[Stored entries]

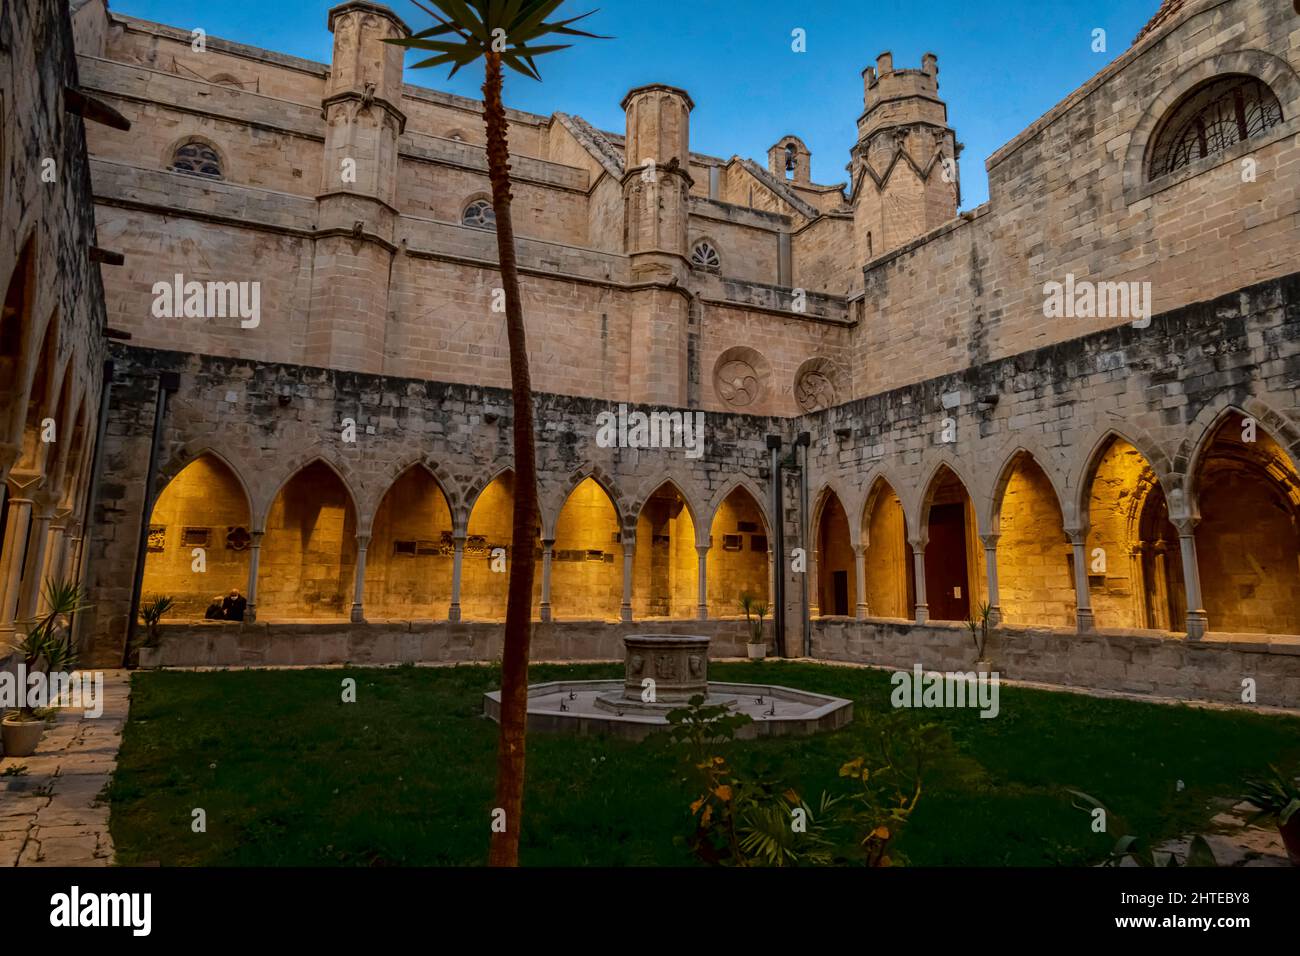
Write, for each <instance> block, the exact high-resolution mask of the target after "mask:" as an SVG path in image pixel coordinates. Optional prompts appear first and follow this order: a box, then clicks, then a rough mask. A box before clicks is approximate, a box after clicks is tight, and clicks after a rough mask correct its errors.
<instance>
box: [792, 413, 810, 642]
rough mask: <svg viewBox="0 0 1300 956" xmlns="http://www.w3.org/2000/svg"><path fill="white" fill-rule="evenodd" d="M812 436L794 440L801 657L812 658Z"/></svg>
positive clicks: (802, 433) (804, 435) (809, 434)
mask: <svg viewBox="0 0 1300 956" xmlns="http://www.w3.org/2000/svg"><path fill="white" fill-rule="evenodd" d="M811 444H813V436H811V434H810V433H809V432H800V434H798V437H797V438H796V440H794V445H796V447H798V450H800V546H801V548H802V549H803V562H805V566H803V574H802V575H800V593H801V594H802V597H803V657H813V615H811V614H809V575H807V562H809V561H813V548H810V546H809V545H810V544H811V542H810V541H809V445H811Z"/></svg>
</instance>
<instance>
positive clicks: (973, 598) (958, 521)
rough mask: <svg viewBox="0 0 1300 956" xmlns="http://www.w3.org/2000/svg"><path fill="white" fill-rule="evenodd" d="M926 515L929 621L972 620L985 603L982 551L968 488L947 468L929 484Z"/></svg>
mask: <svg viewBox="0 0 1300 956" xmlns="http://www.w3.org/2000/svg"><path fill="white" fill-rule="evenodd" d="M924 502H926V503H924V507H923V509H922V514H924V515H926V529H927V544H926V605H927V607H928V609H930V614H928V619H930V620H970V619H971V615H972V614H974V610H975V609H976V607H978V606H979V604H980V601H982V598H983V584H982V583H983V580H984V549H983V546H982V544H980V540H979V536H978V533H976V528H978V524H976V522H975V506H974V505H972V503H971V497H970V494H969V493H967V492H966V485H963V484H962V480H961V479H959V477H957V473H956V472H954V471H953V470H952V468H949V467H948V466H940V468H939V471H937V472H936V473H935V476H933V479H931V483H930V490H928V492H927V494H926V498H924Z"/></svg>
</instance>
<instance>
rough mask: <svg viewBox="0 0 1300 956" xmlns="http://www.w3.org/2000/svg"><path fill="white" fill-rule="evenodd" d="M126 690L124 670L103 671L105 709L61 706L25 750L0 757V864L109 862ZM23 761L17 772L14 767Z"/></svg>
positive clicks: (111, 862)
mask: <svg viewBox="0 0 1300 956" xmlns="http://www.w3.org/2000/svg"><path fill="white" fill-rule="evenodd" d="M129 697H130V675H129V672H127V671H125V670H114V671H104V713H103V714H101V715H100V717H98V718H95V719H91V718H87V717H85V714H83V713H82V711H81V710H72V709H68V710H60V711H59V715H57V717H56V718H55V721H53V723H51V724H49V727H48V728H47V730H45V732H44V735H43V736H42V737H40V745H39V747H38V748H36V752H35V753H34V754H32V756H30V757H0V866H108V865H110V864H112V862H113V840H112V838H110V836H109V832H108V804H99V803H98V799H99V795H100V791H103V790H104V787H107V786H108V782H109V779H110V778H112V775H113V770H114V767H116V766H117V749H118V747H120V745H121V743H122V726H123V724H125V723H126V710H127V706H129V702H130V701H129ZM19 769H22V771H21V773H18V770H19Z"/></svg>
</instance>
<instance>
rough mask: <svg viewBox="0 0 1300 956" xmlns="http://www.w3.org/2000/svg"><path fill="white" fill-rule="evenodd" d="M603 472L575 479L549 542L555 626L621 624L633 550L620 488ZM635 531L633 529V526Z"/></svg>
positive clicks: (584, 475) (556, 511) (574, 478)
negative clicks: (603, 473)
mask: <svg viewBox="0 0 1300 956" xmlns="http://www.w3.org/2000/svg"><path fill="white" fill-rule="evenodd" d="M601 477H602V475H601V472H599V471H598V470H590V471H586V472H584V473H581V475H575V476H572V480H571V483H569V484H571V485H572V486H571V488H569V490H568V493H567V494H565V496H564V498H563V501H562V503H560V505H559V509H558V510H556V512H555V518H554V522H552V524H551V527H550V529H549V531H550V533H549V535H547V536H546V540H550V541H552V542H554V544H552V545H551V591H550V598H551V613H552V614H554V617H555V619H556V620H593V619H594V620H617V619H619V617H620V609H621V606H623V583H624V553H625V550H624V549H625V548H630V546H632V540H630V537H629V535H628V528H627V524H625V522H624V519H623V514H621V509H620V505H619V498H617V497H616V496H617V490H616V488H614V489H611V485H612V483H610V484H607V483H606V481H602V480H601ZM633 528H634V525H633Z"/></svg>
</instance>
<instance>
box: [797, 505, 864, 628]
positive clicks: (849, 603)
mask: <svg viewBox="0 0 1300 956" xmlns="http://www.w3.org/2000/svg"><path fill="white" fill-rule="evenodd" d="M855 511H857V510H855V509H854V501H853V499H852V498H850V499H848V501H846V499H845V497H844V494H842V492H841V490H840V489H839V483H837V481H827V483H826V484H824V485H823V486H822V489H820V492H818V496H816V498H815V501H814V505H813V507H811V514H810V515H809V516H810V523H809V531H810V541H809V545H810V549H809V550H810V551H811V553H810V554H807V562H809V563H807V572H809V575H810V581H809V584H810V585H811V587H810V588H809V592H810V604H813V605H815V606H816V609H818V613H819V614H820V615H822V617H828V615H839V617H848V615H852V614H853V613H854V609H855V607H857V606H858V604H859V601H861V600H862V596H861V594H859V593H858V574H857V557H855V550H857V546H858V540H859V537H861V535H862V528H861V524H859V527H854V525H855V524H858V523H857V522H854V520H853V518H852V515H853V514H855Z"/></svg>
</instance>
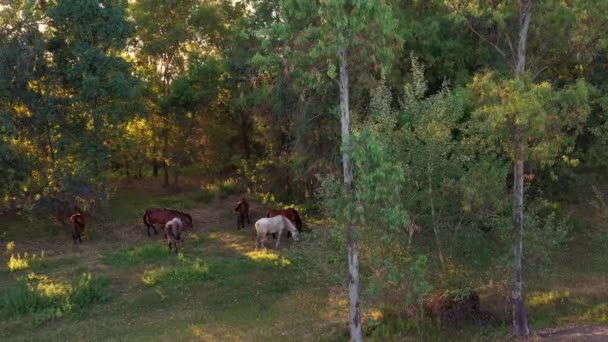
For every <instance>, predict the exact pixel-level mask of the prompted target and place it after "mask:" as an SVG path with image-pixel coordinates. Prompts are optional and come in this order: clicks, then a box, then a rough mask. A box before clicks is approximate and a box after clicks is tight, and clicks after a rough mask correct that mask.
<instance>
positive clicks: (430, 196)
mask: <svg viewBox="0 0 608 342" xmlns="http://www.w3.org/2000/svg"><path fill="white" fill-rule="evenodd" d="M432 171H433V169H432V168H431V163H430V162H427V175H428V179H429V198H430V200H431V219H432V220H433V232H434V233H435V242H436V243H437V254H438V255H439V261H441V266H442V267H445V259H444V258H443V253H442V252H441V239H440V238H439V228H438V227H437V218H436V217H435V201H434V199H433V178H432V175H431V173H432Z"/></svg>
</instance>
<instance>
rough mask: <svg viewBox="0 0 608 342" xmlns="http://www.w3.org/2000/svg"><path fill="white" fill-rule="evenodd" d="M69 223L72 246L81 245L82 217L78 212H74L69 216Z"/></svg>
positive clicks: (81, 240)
mask: <svg viewBox="0 0 608 342" xmlns="http://www.w3.org/2000/svg"><path fill="white" fill-rule="evenodd" d="M70 223H72V240H74V244H77V242H80V243H82V238H81V235H82V232H84V225H85V224H84V216H82V214H81V213H80V212H76V213H75V214H73V215H72V216H70Z"/></svg>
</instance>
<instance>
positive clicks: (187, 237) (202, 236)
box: [186, 233, 208, 246]
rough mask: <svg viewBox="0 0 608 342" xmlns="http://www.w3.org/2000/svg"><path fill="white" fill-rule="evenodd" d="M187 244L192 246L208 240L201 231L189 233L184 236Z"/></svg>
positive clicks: (206, 236) (199, 244) (194, 245)
mask: <svg viewBox="0 0 608 342" xmlns="http://www.w3.org/2000/svg"><path fill="white" fill-rule="evenodd" d="M186 239H187V241H188V244H189V245H192V246H199V245H201V244H203V243H204V242H206V241H207V240H208V237H207V235H206V234H203V233H190V234H188V236H187V237H186Z"/></svg>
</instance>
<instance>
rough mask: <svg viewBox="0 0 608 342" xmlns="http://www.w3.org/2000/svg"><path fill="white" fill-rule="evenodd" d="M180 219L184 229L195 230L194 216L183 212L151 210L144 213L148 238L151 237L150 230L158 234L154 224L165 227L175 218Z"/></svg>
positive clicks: (163, 208)
mask: <svg viewBox="0 0 608 342" xmlns="http://www.w3.org/2000/svg"><path fill="white" fill-rule="evenodd" d="M175 217H177V218H179V219H180V220H181V221H182V223H183V225H184V227H189V228H193V225H192V216H190V215H189V214H186V213H183V212H181V211H177V210H173V209H167V208H149V209H148V210H146V212H145V213H144V225H145V226H146V227H147V228H148V236H150V228H152V229H154V234H158V232H157V231H156V227H154V224H161V225H164V224H166V223H167V222H169V221H171V220H172V219H173V218H175Z"/></svg>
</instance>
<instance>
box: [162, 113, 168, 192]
mask: <svg viewBox="0 0 608 342" xmlns="http://www.w3.org/2000/svg"><path fill="white" fill-rule="evenodd" d="M166 125H167V126H168V125H169V124H168V123H167V124H166ZM168 158H169V127H165V129H163V164H162V166H163V187H167V186H169V164H168V163H167V159H168Z"/></svg>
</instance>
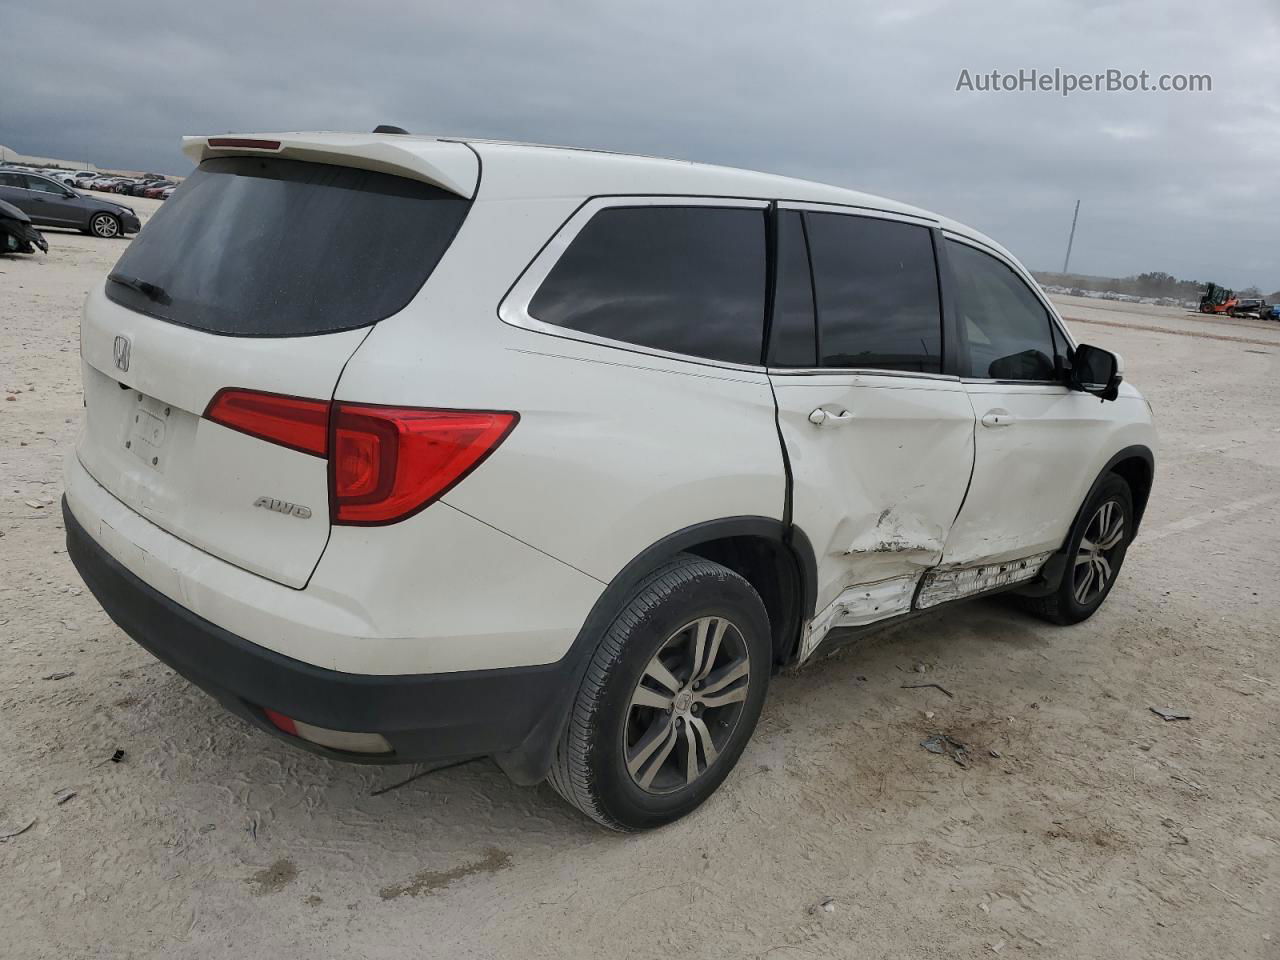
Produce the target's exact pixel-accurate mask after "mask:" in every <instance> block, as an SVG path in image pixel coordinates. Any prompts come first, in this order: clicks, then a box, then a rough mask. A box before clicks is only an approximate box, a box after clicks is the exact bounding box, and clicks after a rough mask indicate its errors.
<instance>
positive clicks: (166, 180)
mask: <svg viewBox="0 0 1280 960" xmlns="http://www.w3.org/2000/svg"><path fill="white" fill-rule="evenodd" d="M169 183H173V180H166V179H164V178H163V177H160V178H155V177H148V178H146V179H141V180H136V182H134V183H132V184H129V189H128V193H129V196H133V197H141V196H145V195H146V191H148V189H151V188H152V187H164V186H166V184H169Z"/></svg>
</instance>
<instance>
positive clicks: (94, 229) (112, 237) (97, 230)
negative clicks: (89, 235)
mask: <svg viewBox="0 0 1280 960" xmlns="http://www.w3.org/2000/svg"><path fill="white" fill-rule="evenodd" d="M88 232H90V233H92V234H93V236H95V237H101V238H102V239H111V238H114V237H119V236H120V232H122V230H120V221H119V220H118V219H116V218H115V216H113V215H111V214H93V216H92V219H91V220H90V221H88Z"/></svg>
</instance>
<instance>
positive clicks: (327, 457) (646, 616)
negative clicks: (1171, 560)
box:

Instructions to follow - Select every line of the listing above that contains the word "correct".

Exercise result -
Write, for each <instance> block, the exact high-resolution mask of the target after "mask:" as an SVG path in image pixel coordinates. Optional prompts appear first and follow this order: a box, then clicks, then a rough mask. A box before clicks is approximate, a box after clicks is tight, and clicks after a rough mask correct its errors.
For every <instance>, predict the exact pixel-level mask of the prompted target and place it after "mask:" as an SVG path with image-pixel coordinates. Prompts are optional and come in this order: clicks, then a box, then a rough mask. A box before clicks is approximate and a box after clicks is tight, and clicks after a rough mask correct that mask.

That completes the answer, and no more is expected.